# Provided text
━━━━

Across Geelong’s suburbs, prices are tipped to rise between 30 and 60 per cent, with blue ribbon suburbs such as East Geelong, Highton and Manifold Heights among the more subdued areas.
PropTrack economist Paul Ryan said the region’s appeal had grown broadly and would continue to drive demand for property.
Mr Ryan said it was less clear whether the lifestyle and amenity factors that were so strong during the pandemic would stir prices as much in the coming five years.
“What’s more sustainable is that really solid growth we’ve seen across Geelong,” he said.
“One of the big things we’ve seen the post-Covid world is that there’s more people able to work remotely and even more people are able to work further away from cities such that they’re only commuting one or two days a week.
“It means that there’s a bigger diversity of people that can move further away from Melbourne.”
Mr Ryan said more people were becoming aware of the benefits of living in regional cities such as Geelong and Ballarat and Bendigo, which was creating a snowball effect.
“Once people know people that have moved those regions and they hear that they’re very nice and they try it themselves, that draws more and more people in.
“It’s easier to build for amenities things like bars and coffee shops and things like that. And so this is kind of take a life of their own.”
Gartland, Geelong agent Nathan Ashton said inner city development in preparation for the Commonwealth Games and overseas migration were expected to be key drivers impacting on housing values.
A slowdown in home building could also see growth area values jump, he said.
“The volume of inner city development is going to bring a transient workforce to Geelong.
“They are going to need places to live and that should fuel a revitalisation in and around the CBD,” he said.
“So I think the lack of supply of rental accommodation and property to lease from now up to the Commonwealth Games in 2026 is going to be one of the major factors.”
Foreign students and migrating workers would also add to competition for properties, he said
But a more gradual rise would most likely be the reality, he said.
“We are not going to see any spikes but we will see some gradual increase over time.”
Buxton director Ben Riddle said there were serious question marks over the predictions, considering the flat property market impacted by rising interest rates and government policies designed to slow the economy.
“The past five years in Geelong have probably been the best five years that we’ve probably ever seen when it comes to growth,” he said.
Record low interest rates delivered that growth, fuelled by the global pandemic in which government stimulus poured fuel on to the fire, he said.
Mr Riddle said prices were expected to remain in a lull as higher interest rates held sway, meaning for the predictions to come to fruition, there would need to be double-digit growth for two or three years.
Mr Ryan said Geelong prices had retreated 5.6 per cent in a year to May as interest rates rose.
“It’s a slow down in borrowing costs, I don’t think it’s a slowdown due to lack of demand.”

━━━━

# Exercise set
(1) Repeat the Geelong property text word for word, from "Gartland, Geelong agent" up to and including "workforce to Geelong.".
(2) In the Geelong property text, rewrite the paragraph beginning "Mr Riddle said prices were expected" more briefly, keeping its main facts.
The lines that come after this text have no connection to it.

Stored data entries

━━━━

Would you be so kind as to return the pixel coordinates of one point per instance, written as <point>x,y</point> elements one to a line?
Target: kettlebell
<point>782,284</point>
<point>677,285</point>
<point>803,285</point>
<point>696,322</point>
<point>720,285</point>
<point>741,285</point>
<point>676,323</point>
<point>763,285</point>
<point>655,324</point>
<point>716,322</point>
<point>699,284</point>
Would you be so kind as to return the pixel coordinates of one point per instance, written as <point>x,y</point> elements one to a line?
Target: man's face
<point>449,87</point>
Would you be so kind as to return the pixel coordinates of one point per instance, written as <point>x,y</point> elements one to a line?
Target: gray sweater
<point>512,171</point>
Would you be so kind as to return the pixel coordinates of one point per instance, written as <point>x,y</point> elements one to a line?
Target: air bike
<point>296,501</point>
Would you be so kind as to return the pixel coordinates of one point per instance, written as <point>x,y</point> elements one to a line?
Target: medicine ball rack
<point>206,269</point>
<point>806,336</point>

━━━━

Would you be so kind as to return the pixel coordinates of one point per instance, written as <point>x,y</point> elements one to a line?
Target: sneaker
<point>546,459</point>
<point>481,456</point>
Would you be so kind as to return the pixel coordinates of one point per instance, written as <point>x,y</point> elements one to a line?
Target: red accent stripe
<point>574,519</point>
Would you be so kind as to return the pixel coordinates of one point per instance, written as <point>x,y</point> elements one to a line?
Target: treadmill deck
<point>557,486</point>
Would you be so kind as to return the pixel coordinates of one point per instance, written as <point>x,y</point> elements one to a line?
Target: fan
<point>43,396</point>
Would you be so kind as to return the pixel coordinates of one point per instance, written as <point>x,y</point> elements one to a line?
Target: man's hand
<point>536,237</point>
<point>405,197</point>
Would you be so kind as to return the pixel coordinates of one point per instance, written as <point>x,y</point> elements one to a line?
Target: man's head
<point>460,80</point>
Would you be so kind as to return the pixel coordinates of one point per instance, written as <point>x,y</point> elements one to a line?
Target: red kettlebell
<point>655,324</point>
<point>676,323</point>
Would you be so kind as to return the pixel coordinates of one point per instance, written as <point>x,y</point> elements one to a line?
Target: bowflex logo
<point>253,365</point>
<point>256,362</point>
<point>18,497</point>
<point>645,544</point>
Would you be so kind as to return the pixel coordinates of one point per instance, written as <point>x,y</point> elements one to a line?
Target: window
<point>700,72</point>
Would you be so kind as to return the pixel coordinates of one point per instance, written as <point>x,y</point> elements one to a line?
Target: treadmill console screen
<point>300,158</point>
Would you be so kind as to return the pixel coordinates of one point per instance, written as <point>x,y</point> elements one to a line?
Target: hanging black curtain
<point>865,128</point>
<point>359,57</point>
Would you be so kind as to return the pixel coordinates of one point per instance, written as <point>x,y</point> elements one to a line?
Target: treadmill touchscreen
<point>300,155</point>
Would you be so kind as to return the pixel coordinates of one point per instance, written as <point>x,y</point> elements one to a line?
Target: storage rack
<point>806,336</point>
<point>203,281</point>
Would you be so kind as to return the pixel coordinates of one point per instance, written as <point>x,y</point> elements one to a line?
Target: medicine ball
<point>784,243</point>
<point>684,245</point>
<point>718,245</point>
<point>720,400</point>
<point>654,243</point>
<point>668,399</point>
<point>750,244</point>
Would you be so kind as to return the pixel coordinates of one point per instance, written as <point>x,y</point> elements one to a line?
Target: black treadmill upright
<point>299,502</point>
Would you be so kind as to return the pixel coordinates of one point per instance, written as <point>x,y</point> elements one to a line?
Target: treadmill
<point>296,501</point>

━━━━

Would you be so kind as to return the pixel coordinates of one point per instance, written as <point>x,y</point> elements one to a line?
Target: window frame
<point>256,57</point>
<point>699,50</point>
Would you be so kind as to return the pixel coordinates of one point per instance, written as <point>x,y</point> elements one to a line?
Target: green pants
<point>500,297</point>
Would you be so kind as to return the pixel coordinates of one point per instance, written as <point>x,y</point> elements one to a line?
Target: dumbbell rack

━━━━

# Responses by item number
(1)
Gartland, Geelong agent Nathan Ashton said inner city development in preparation for the Commonwealth Games and overseas migration were expected to be key drivers impacting on housing values.
A slowdown in home building could also see growth area values jump, he said.
“The volume of inner city development is going to bring a transient workforce to Geelong.

(2) Mr Riddle expected prices to stay in a lull while higher interest rates held sway. For the predictions to come true, there would need to be double-digit growth for two or three years.